**What you will do:** Return exactly the lines of the records below, starting at the line that contains "Target: radiator grille" and ending at the line that contains "x=261, y=156", with both of those lines kept.
::: Material supplied :::
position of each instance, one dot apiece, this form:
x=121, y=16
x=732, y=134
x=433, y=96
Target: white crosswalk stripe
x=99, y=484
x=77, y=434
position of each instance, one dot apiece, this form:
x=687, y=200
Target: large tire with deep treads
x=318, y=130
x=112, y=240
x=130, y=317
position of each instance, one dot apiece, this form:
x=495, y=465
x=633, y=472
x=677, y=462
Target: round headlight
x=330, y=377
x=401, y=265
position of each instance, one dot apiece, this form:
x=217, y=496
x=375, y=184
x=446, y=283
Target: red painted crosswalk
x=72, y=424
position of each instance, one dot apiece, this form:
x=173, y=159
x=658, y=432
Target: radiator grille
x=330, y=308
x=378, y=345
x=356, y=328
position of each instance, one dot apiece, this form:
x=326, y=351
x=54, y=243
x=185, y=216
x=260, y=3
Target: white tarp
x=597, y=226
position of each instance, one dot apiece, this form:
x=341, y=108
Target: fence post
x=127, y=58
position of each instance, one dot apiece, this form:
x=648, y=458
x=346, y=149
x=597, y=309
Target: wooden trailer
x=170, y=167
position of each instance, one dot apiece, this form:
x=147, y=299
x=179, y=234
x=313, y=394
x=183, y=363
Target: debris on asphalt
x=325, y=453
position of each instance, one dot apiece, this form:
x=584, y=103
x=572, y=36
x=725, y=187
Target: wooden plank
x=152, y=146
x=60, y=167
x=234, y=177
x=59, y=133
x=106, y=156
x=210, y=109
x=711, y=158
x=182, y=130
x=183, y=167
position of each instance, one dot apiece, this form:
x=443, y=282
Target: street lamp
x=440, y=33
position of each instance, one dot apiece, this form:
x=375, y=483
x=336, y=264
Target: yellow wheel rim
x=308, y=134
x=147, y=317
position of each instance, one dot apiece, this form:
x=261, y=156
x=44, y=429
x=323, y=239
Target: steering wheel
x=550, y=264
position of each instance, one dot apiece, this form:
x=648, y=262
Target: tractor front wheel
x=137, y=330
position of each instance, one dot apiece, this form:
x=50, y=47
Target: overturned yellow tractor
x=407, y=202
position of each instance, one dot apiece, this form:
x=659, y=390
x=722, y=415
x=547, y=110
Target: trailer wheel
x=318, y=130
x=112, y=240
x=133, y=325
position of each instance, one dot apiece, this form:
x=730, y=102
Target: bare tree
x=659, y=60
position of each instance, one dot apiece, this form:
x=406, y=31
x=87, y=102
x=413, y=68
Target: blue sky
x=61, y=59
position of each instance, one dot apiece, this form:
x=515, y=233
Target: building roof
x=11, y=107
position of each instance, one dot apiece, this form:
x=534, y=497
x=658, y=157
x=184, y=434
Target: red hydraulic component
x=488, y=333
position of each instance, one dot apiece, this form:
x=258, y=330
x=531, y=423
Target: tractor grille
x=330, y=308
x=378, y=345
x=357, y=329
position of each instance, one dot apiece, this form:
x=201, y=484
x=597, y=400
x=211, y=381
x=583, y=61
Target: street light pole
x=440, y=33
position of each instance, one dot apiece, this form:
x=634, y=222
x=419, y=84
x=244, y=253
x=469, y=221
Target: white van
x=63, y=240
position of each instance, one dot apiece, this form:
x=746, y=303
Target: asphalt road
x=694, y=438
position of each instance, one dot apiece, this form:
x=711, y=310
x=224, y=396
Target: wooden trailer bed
:::
**Result of this task:**
Target: radiator grille
x=330, y=308
x=378, y=345
x=356, y=328
position of each instance, one dot apiece, this form:
x=326, y=351
x=54, y=243
x=185, y=216
x=260, y=3
Target: white tarp
x=597, y=226
position of each instance, one dot apiece, this form:
x=341, y=108
Target: fence post
x=127, y=58
position of each instance, one dot apiece, this form:
x=648, y=458
x=346, y=149
x=597, y=309
Target: wooden trailer
x=170, y=167
position of each instance, one dot apiece, this form:
x=147, y=299
x=179, y=234
x=313, y=394
x=183, y=363
Target: debris on asphalt
x=325, y=453
position of each instance, one dot apiece, this form:
x=584, y=103
x=572, y=36
x=725, y=187
Target: wooden plank
x=152, y=146
x=60, y=167
x=234, y=177
x=59, y=133
x=106, y=156
x=210, y=109
x=711, y=158
x=182, y=130
x=183, y=167
position of each instance, one dot apiece, this form:
x=443, y=282
Target: street lamp
x=440, y=33
position of each instance, one dot apiece, this form:
x=375, y=483
x=336, y=264
Target: yellow wheel rim
x=308, y=134
x=147, y=317
position of each instance, one dot apiece, this form:
x=261, y=156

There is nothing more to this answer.